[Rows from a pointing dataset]
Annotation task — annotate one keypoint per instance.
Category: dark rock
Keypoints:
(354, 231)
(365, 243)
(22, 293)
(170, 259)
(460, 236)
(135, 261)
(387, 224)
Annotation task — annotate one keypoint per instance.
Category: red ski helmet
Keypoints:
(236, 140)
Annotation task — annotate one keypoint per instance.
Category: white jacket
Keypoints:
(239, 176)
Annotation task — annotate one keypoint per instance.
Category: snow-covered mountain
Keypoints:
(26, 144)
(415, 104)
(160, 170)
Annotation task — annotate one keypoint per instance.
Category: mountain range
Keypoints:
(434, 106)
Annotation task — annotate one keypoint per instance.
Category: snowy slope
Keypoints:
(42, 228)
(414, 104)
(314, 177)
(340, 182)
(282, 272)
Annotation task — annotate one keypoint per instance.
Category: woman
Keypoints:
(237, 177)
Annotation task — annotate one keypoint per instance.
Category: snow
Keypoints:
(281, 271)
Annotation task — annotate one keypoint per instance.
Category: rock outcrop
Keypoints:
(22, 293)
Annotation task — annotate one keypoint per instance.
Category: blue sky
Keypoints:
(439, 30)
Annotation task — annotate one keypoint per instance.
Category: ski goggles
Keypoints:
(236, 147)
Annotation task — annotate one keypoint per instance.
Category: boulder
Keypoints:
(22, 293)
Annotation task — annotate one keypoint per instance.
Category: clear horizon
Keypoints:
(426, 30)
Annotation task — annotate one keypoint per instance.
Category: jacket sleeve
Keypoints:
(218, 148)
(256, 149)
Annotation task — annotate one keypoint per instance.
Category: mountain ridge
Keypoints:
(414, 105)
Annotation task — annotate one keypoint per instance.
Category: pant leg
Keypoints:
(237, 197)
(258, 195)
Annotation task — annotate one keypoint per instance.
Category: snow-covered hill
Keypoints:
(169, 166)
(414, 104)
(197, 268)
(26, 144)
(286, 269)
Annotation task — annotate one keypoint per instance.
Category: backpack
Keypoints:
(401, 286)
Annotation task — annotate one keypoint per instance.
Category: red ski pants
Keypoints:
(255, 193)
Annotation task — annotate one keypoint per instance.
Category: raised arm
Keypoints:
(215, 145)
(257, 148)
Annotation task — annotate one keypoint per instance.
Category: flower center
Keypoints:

--

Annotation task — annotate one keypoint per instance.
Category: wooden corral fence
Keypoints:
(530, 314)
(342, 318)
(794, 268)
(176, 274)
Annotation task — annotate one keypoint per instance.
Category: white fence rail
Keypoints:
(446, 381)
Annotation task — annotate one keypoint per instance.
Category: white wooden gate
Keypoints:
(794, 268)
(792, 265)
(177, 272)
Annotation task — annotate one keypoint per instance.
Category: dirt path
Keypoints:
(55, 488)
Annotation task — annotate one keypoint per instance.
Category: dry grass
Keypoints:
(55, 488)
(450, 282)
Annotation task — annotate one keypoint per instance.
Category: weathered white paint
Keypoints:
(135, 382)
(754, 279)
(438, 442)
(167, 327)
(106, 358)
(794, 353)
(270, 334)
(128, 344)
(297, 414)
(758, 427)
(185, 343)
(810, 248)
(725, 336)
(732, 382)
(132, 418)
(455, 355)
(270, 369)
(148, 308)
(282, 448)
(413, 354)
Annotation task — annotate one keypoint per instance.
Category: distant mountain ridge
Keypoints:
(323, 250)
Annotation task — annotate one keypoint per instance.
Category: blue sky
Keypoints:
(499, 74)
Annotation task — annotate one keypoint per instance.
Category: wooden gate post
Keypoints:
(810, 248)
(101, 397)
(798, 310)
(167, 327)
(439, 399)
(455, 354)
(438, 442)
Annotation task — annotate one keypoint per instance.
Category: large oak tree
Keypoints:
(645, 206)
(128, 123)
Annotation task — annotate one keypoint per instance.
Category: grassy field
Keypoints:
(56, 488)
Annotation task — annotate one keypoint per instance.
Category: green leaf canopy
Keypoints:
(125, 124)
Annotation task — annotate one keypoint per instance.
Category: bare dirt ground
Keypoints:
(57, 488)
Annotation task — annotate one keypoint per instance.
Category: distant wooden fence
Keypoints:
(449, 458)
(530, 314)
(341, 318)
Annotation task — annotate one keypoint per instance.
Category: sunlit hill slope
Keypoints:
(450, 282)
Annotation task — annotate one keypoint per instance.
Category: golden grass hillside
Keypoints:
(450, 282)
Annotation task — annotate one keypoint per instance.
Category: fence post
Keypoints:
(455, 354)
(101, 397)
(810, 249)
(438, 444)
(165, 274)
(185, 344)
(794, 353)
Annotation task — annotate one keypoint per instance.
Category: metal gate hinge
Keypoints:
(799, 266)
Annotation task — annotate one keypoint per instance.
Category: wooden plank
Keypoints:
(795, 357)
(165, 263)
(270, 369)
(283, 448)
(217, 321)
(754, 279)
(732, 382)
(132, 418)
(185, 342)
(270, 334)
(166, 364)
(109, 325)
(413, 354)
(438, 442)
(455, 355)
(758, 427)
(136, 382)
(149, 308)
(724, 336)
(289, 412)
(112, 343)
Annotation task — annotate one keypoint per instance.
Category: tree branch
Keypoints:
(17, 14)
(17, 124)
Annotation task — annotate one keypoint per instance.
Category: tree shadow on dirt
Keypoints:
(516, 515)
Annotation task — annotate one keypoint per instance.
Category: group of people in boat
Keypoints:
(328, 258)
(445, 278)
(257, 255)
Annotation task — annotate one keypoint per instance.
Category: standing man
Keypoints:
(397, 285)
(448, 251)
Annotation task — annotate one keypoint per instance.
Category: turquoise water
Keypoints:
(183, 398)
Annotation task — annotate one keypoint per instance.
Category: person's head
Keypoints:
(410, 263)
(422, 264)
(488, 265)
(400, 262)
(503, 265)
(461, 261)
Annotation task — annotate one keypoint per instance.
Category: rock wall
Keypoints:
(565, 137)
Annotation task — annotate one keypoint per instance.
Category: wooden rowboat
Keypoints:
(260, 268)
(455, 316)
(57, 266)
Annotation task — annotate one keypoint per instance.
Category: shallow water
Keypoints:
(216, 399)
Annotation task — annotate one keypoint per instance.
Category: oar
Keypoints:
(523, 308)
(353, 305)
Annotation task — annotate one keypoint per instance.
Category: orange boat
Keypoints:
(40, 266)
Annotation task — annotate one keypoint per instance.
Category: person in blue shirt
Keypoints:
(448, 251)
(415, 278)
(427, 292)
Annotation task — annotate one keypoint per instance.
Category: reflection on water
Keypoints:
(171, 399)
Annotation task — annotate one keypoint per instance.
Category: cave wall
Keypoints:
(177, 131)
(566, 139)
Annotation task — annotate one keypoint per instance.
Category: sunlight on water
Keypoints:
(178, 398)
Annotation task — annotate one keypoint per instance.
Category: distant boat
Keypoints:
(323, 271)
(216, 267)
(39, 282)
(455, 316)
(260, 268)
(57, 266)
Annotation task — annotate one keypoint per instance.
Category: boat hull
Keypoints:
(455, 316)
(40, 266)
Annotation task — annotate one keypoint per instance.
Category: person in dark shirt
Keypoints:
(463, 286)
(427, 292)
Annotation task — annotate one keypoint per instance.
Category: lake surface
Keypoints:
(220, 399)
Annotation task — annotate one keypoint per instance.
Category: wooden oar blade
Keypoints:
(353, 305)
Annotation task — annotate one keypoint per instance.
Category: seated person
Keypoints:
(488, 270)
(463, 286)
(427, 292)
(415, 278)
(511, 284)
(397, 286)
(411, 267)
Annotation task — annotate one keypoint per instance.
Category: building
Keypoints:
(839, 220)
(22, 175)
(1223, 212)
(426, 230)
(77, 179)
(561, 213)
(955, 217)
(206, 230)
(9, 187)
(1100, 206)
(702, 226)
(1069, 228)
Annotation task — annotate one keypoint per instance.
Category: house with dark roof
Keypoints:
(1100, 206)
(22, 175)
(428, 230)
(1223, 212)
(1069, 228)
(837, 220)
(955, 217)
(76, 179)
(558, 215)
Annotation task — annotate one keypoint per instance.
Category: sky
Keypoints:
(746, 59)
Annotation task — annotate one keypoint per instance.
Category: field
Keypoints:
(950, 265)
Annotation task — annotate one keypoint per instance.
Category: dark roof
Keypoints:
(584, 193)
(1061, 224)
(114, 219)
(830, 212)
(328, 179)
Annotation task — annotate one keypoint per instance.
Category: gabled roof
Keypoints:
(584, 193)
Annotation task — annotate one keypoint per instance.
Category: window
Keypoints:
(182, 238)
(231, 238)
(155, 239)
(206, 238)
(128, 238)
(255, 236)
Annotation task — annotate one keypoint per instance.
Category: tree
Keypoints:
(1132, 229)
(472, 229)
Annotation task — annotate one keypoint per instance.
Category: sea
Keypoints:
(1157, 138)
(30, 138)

* * *

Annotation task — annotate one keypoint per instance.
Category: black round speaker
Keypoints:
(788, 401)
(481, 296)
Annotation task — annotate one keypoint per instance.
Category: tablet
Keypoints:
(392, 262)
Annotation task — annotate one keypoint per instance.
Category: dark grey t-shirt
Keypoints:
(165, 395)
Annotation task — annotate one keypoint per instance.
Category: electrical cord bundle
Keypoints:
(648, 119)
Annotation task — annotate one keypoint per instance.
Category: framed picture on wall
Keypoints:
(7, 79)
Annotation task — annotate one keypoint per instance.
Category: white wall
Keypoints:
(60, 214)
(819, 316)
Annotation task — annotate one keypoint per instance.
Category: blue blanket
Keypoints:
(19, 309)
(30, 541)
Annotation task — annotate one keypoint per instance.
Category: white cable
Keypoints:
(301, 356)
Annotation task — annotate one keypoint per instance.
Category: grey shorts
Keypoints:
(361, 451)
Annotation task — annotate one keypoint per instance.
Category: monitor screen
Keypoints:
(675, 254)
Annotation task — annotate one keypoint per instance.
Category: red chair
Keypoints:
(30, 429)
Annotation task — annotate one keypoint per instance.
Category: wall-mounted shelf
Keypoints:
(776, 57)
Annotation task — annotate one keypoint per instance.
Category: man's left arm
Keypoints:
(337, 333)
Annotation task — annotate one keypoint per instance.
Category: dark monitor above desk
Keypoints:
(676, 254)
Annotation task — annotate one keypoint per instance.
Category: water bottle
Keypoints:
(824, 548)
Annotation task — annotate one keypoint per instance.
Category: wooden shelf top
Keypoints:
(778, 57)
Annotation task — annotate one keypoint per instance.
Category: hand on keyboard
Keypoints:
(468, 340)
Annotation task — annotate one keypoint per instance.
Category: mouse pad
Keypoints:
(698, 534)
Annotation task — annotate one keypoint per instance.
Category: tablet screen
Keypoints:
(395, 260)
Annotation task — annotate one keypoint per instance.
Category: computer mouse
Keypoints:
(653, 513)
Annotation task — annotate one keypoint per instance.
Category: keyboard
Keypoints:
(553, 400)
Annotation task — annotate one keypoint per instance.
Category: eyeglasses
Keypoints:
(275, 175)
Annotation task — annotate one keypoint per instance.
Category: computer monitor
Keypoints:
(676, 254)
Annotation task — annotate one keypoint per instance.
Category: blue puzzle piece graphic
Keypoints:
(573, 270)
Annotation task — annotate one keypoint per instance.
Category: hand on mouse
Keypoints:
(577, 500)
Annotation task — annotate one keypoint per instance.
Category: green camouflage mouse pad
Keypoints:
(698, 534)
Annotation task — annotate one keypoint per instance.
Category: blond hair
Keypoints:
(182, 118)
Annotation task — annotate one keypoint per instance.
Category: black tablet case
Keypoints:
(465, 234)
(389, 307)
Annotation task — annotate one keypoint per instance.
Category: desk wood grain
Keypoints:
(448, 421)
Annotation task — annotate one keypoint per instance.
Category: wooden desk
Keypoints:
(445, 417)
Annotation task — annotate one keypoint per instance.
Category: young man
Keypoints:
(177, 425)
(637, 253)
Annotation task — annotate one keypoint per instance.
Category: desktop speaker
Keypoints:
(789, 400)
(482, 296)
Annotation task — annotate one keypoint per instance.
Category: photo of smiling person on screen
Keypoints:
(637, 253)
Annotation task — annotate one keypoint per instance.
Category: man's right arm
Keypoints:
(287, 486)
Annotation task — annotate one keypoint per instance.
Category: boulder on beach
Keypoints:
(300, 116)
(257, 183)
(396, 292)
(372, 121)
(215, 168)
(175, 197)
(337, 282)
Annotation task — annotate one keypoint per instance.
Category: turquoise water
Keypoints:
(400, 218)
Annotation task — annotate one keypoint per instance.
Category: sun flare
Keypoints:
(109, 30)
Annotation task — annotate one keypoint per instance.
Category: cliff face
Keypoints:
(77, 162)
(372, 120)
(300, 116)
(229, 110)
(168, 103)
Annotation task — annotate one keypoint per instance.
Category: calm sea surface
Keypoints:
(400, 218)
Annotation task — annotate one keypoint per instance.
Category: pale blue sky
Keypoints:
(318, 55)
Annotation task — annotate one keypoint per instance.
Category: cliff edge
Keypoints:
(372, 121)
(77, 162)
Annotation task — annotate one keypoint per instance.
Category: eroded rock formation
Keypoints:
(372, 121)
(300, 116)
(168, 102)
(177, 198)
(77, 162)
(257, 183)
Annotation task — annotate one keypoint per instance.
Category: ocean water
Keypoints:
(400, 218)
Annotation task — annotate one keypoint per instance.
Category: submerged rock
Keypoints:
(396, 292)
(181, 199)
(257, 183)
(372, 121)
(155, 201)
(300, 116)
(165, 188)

DO THIS: Report each line of the records above that contains the word "covered".

FULL ANSWER:
Category: snow-covered mountain
Category: snow-covered hill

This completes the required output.